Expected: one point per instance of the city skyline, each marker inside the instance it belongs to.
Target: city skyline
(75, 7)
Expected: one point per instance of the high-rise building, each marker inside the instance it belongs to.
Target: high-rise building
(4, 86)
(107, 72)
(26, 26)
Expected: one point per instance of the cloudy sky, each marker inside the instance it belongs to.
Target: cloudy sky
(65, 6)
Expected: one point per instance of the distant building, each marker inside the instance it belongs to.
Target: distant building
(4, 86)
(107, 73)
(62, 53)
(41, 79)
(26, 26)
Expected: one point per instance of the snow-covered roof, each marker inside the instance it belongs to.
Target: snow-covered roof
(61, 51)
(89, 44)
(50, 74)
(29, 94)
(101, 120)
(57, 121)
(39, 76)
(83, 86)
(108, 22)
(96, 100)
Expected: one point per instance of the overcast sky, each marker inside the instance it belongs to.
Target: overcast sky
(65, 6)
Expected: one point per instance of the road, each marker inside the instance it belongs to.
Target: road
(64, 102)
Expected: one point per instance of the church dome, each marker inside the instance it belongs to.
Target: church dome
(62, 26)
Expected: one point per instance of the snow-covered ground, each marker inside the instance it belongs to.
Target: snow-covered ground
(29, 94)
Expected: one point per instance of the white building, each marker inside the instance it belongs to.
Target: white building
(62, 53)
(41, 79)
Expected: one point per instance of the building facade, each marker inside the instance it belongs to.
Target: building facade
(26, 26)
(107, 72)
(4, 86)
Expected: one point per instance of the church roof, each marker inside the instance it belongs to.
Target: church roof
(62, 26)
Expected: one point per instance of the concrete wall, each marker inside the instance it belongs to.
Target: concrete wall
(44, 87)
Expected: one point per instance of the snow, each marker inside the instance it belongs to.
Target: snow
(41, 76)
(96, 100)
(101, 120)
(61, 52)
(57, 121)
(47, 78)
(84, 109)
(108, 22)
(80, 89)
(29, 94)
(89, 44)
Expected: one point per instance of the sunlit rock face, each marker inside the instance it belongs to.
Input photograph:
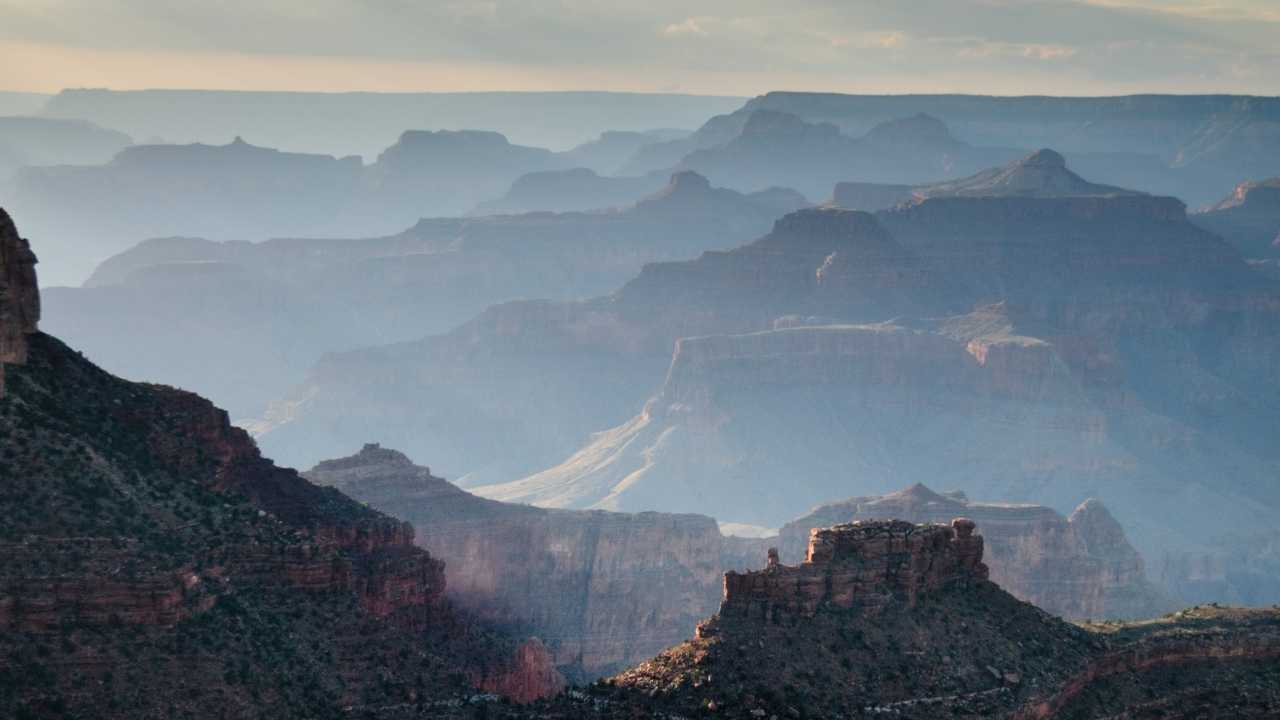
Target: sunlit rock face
(1248, 218)
(894, 618)
(140, 527)
(603, 589)
(19, 295)
(1078, 566)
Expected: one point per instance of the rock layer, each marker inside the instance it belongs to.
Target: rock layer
(19, 295)
(864, 565)
(1078, 566)
(602, 589)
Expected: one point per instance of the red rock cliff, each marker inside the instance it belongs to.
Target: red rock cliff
(19, 296)
(865, 565)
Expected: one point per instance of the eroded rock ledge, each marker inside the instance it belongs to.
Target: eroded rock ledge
(864, 565)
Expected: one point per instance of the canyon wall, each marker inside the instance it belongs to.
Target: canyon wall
(1078, 566)
(859, 565)
(600, 589)
(19, 295)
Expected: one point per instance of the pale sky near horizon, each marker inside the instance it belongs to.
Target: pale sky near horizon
(704, 46)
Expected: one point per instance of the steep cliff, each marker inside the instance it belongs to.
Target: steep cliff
(1040, 174)
(1078, 566)
(600, 589)
(883, 616)
(158, 565)
(297, 299)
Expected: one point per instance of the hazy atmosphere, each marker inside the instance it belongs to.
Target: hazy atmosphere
(670, 360)
(720, 48)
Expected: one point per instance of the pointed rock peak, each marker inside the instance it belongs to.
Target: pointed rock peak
(685, 190)
(19, 295)
(828, 227)
(1040, 174)
(915, 495)
(1091, 509)
(1265, 192)
(371, 455)
(689, 181)
(1045, 158)
(775, 123)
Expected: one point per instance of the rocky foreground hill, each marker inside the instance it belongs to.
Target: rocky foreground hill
(297, 299)
(608, 589)
(1028, 349)
(156, 565)
(897, 619)
(1248, 218)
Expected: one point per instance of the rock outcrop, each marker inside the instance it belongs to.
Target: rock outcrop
(1079, 566)
(600, 589)
(895, 619)
(19, 295)
(777, 147)
(1185, 146)
(176, 570)
(864, 566)
(1040, 174)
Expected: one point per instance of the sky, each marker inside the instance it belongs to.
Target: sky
(702, 46)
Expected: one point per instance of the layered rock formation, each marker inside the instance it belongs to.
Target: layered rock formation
(156, 564)
(1248, 218)
(26, 141)
(863, 566)
(1042, 349)
(1189, 146)
(1083, 368)
(600, 589)
(574, 190)
(899, 619)
(296, 300)
(1040, 174)
(1078, 566)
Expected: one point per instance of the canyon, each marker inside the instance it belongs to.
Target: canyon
(300, 299)
(1008, 343)
(604, 591)
(156, 564)
(892, 618)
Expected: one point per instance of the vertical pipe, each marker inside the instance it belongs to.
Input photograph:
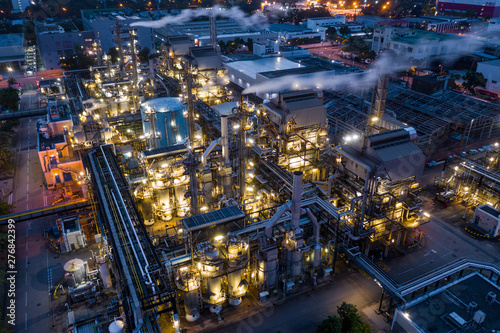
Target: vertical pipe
(243, 140)
(296, 196)
(190, 105)
(225, 141)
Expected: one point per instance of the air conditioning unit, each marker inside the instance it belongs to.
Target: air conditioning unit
(491, 297)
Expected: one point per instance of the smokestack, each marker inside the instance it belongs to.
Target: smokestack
(296, 196)
(225, 141)
(213, 28)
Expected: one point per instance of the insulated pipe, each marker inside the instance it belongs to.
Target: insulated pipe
(315, 223)
(209, 150)
(224, 136)
(273, 220)
(296, 196)
(330, 183)
(367, 182)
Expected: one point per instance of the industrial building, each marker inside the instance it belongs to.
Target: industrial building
(55, 42)
(469, 303)
(12, 50)
(423, 46)
(200, 197)
(104, 23)
(480, 8)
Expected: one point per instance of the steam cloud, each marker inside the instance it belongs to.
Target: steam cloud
(187, 15)
(327, 80)
(388, 63)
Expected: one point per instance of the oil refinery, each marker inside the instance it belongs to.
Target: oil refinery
(198, 197)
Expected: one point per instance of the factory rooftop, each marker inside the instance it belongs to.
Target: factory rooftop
(452, 308)
(420, 36)
(253, 67)
(11, 47)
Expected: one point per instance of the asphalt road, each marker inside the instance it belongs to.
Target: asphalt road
(302, 313)
(32, 280)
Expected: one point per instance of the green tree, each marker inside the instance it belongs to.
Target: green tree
(473, 80)
(144, 55)
(330, 325)
(5, 208)
(348, 321)
(9, 98)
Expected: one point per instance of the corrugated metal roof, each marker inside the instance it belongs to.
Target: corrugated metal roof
(87, 328)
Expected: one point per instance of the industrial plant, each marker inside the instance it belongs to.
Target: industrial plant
(199, 199)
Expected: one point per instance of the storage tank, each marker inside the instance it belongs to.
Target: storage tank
(294, 262)
(210, 266)
(104, 271)
(237, 261)
(188, 281)
(268, 266)
(169, 120)
(75, 272)
(117, 326)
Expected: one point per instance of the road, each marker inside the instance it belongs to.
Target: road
(443, 244)
(29, 190)
(302, 313)
(32, 280)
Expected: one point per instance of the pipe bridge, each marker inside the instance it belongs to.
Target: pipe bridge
(144, 281)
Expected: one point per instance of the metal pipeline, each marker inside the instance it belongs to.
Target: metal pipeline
(224, 136)
(209, 150)
(367, 183)
(316, 225)
(330, 182)
(273, 220)
(296, 197)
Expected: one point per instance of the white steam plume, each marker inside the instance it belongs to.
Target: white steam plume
(235, 13)
(388, 63)
(328, 80)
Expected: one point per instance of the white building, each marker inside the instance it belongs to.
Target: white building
(19, 5)
(494, 25)
(487, 219)
(421, 45)
(247, 73)
(268, 47)
(316, 22)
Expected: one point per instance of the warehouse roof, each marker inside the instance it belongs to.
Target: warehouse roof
(444, 310)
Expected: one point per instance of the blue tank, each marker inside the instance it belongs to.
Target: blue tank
(170, 124)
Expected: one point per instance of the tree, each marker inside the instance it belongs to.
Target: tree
(79, 60)
(348, 321)
(330, 325)
(472, 80)
(9, 98)
(114, 54)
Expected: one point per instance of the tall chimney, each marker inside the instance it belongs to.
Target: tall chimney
(225, 141)
(296, 196)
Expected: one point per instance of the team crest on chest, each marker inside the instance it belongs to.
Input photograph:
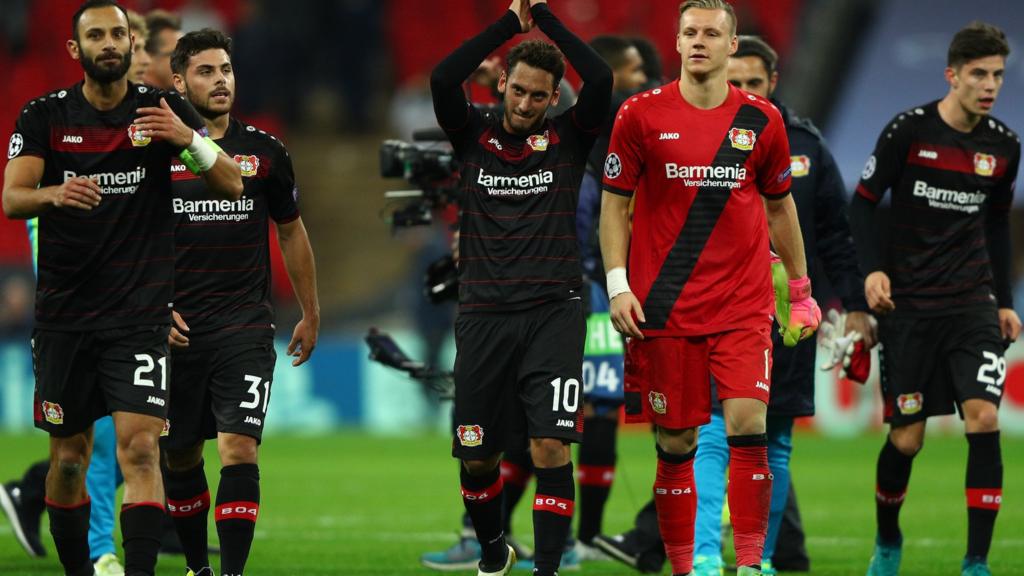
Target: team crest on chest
(984, 164)
(136, 136)
(801, 165)
(742, 138)
(470, 435)
(249, 164)
(539, 141)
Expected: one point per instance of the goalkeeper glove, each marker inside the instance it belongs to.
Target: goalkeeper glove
(796, 311)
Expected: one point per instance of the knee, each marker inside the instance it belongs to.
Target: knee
(983, 421)
(677, 441)
(138, 451)
(907, 442)
(179, 460)
(480, 467)
(549, 452)
(237, 449)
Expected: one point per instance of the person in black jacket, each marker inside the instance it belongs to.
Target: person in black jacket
(820, 198)
(520, 330)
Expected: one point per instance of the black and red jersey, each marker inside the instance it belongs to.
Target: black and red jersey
(945, 187)
(517, 243)
(698, 252)
(112, 265)
(222, 269)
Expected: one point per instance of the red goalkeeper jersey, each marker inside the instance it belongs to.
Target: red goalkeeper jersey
(698, 254)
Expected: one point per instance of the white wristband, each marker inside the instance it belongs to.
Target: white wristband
(617, 283)
(202, 153)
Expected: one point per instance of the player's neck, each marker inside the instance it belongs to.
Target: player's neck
(104, 96)
(953, 114)
(217, 126)
(704, 92)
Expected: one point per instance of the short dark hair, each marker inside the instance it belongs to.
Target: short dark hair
(196, 42)
(611, 49)
(711, 5)
(157, 22)
(90, 4)
(539, 54)
(977, 40)
(756, 46)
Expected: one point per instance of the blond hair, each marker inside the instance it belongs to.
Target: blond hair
(711, 5)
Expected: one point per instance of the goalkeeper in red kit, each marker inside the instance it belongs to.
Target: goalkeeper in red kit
(709, 167)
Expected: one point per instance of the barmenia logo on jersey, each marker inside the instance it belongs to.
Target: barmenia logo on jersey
(526, 184)
(943, 199)
(136, 137)
(984, 164)
(113, 182)
(742, 138)
(248, 164)
(470, 435)
(214, 210)
(705, 176)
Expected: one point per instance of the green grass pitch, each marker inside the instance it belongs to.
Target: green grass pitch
(359, 504)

Direction
Render the material as a numbered list, from the line containing "Expected: one point per instance of the red goalkeeper" through the final line inclusive, omitting any blank lines.

Answer to the exercise
1. Expected: one point per instance of the red goalkeeper jersey, each marker inside the instance it belongs to.
2. Target: red goalkeeper jersey
3. (698, 254)
4. Expected: one point per instance of the white wristband, each marker inside the instance it belongs to.
5. Target: white wristband
6. (617, 283)
7. (202, 153)
8. Expected: one point per instance of the player's neck, each marker inside the instance it belongs to.
9. Target: player's neck
10. (104, 96)
11. (953, 114)
12. (217, 126)
13. (704, 92)
14. Expected: one point per instance of the short dark hair, each marker inside the instance it belongs to.
15. Target: short dark hair
16. (196, 42)
17. (611, 49)
18. (711, 5)
19. (157, 22)
20. (90, 4)
21. (539, 54)
22. (977, 40)
23. (756, 46)
24. Expected: one point per instance of the blond hair, each marker inside the instance it belongs to.
25. Target: blond hair
26. (711, 5)
27. Expected: one point per instance of the goalkeeper in red kit, each marker inside the instance it belongs to.
28. Target: goalkeeper in red kit
29. (709, 167)
30. Expected: one point per instance of the barmenia logo on jersey, each marker inside the instance it belongs to.
31. Target: barmenia logo on jersey
32. (526, 184)
33. (943, 199)
34. (136, 137)
35. (984, 164)
36. (113, 182)
37. (742, 138)
38. (248, 164)
39. (470, 435)
40. (214, 210)
41. (705, 176)
42. Expected: one point per instance of the green grass pitch, each marker inside the instance it belongs to.
43. Target: green grass pitch
44. (359, 504)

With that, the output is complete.